**AIM OF THE TASK:**
Reprint each record exactly. Pictures are not reprinted.

[Dataset records]
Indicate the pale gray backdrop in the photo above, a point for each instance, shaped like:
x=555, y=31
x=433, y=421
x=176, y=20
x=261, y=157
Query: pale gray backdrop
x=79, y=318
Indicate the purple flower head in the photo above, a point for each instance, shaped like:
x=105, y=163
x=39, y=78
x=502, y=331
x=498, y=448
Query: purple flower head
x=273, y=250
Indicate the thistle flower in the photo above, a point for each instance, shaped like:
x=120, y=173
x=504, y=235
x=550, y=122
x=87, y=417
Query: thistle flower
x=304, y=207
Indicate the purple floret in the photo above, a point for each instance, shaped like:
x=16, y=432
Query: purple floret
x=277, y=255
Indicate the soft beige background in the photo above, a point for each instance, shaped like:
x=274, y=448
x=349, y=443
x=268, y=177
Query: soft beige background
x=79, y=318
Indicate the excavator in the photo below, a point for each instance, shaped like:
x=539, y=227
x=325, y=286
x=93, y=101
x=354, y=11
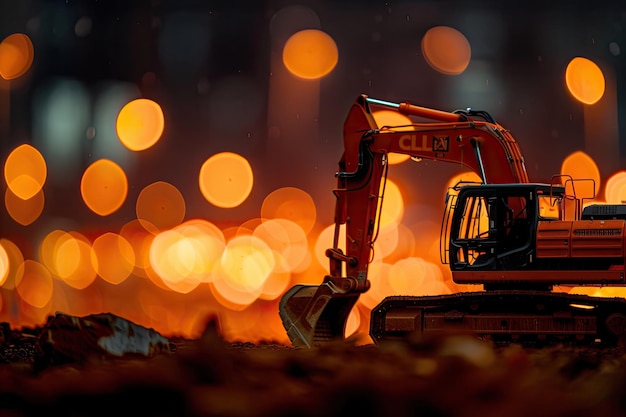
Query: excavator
x=515, y=239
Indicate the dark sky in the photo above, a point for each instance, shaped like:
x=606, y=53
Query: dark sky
x=524, y=46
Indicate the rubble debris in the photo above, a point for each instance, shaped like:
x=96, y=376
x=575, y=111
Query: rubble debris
x=70, y=339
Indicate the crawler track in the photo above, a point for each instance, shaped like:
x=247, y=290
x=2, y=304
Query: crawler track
x=531, y=318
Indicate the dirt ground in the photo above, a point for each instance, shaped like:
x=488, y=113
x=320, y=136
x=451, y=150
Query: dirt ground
x=453, y=375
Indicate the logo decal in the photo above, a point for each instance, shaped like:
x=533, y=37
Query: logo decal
x=441, y=143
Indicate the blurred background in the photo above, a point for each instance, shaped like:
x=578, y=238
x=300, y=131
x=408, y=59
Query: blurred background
x=171, y=160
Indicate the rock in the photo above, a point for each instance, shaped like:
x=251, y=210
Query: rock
x=70, y=339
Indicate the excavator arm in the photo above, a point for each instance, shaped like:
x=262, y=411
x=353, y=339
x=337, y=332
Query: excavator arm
x=317, y=314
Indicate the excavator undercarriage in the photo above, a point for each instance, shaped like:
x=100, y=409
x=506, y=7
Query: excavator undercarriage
x=529, y=318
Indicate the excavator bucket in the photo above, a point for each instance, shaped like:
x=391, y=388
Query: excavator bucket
x=316, y=314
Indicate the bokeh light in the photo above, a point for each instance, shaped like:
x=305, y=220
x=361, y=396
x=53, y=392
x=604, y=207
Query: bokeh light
x=292, y=204
x=104, y=187
x=226, y=179
x=24, y=212
x=310, y=54
x=5, y=264
x=25, y=171
x=140, y=124
x=112, y=257
x=399, y=122
x=584, y=80
x=615, y=189
x=160, y=206
x=446, y=50
x=16, y=56
x=35, y=285
x=392, y=204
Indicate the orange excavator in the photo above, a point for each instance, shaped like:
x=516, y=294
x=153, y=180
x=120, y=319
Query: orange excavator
x=516, y=238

**RESULT OF THIS EXERCISE:**
Indicate the pale gray backdrop in the photo above, a point for each instance, shaped like:
x=555, y=31
x=433, y=421
x=176, y=20
x=261, y=157
Query: pale gray backdrop
x=79, y=318
Indicate the purple flower head in the photo above, a point for each instance, shaped like:
x=105, y=163
x=39, y=78
x=502, y=331
x=498, y=448
Query: purple flower head
x=273, y=250
Indicate the thistle flower in the photo above, a point for each instance, shaped like:
x=120, y=173
x=504, y=235
x=550, y=122
x=87, y=417
Query: thistle flower
x=304, y=207
Indicate the purple floret in the photo above, a point for each instance, shaped like:
x=16, y=432
Query: purple floret
x=277, y=255
Indicate the soft beige background in the photo above, a point for each instance, shaped like:
x=274, y=448
x=349, y=443
x=268, y=177
Query: soft beige background
x=79, y=318
Indicate the excavator in the photo below, a point for each instance, shaped like:
x=539, y=227
x=325, y=286
x=93, y=101
x=354, y=11
Query: excavator
x=515, y=239
Indicate the dark sky in the photo above, a point for each instance, shaped like:
x=606, y=53
Query: dark sky
x=524, y=46
Indicate the rubble debris in the photo above, a point for each instance, shaped like:
x=96, y=376
x=575, y=111
Query: rubble debris
x=70, y=339
Indicate the crawler track in the photo above, a point for each instance, shaped like:
x=247, y=290
x=2, y=304
Query: crawler track
x=531, y=318
Indicate the dirt ground in the photo above, a point for each instance, shaped like:
x=488, y=113
x=320, y=136
x=451, y=150
Query: dirt ground
x=453, y=375
Indicate the logo decal in the photo above, a point for each instance, shaped like:
x=533, y=37
Query: logo decal
x=441, y=143
Indicate the blurred background in the photo above, a point for each instance, shaped like:
x=578, y=238
x=300, y=131
x=408, y=59
Query: blurred background
x=171, y=160
Indicate the rock in the photo above, a point for each instance, shaped like:
x=251, y=210
Query: rock
x=70, y=339
Indicate the excavator arm in the photo above, a point for each instance, shaped like:
x=262, y=411
x=353, y=339
x=337, y=332
Query: excavator arm
x=317, y=314
Indicate the excavator undercarriage in the photo above, a point for each instance, shaped like:
x=100, y=409
x=506, y=7
Query: excavator undercarriage
x=529, y=318
Indicate the excavator bucket in the photo above, a point for each instance, shaped like:
x=391, y=388
Query: excavator bucket
x=316, y=314
Indicate the bokeh light in the photo above, a point for each instance, shaped like:
x=305, y=220
x=361, y=396
x=53, y=392
x=604, y=207
Query: bokeh light
x=292, y=204
x=104, y=187
x=226, y=179
x=24, y=212
x=310, y=54
x=5, y=264
x=25, y=171
x=140, y=124
x=112, y=257
x=399, y=122
x=584, y=80
x=615, y=189
x=160, y=206
x=446, y=50
x=16, y=56
x=35, y=285
x=392, y=204
Indicate the orange excavator in the photo above, a point for each instance, shaped like:
x=516, y=294
x=153, y=180
x=120, y=319
Query: orange excavator
x=516, y=238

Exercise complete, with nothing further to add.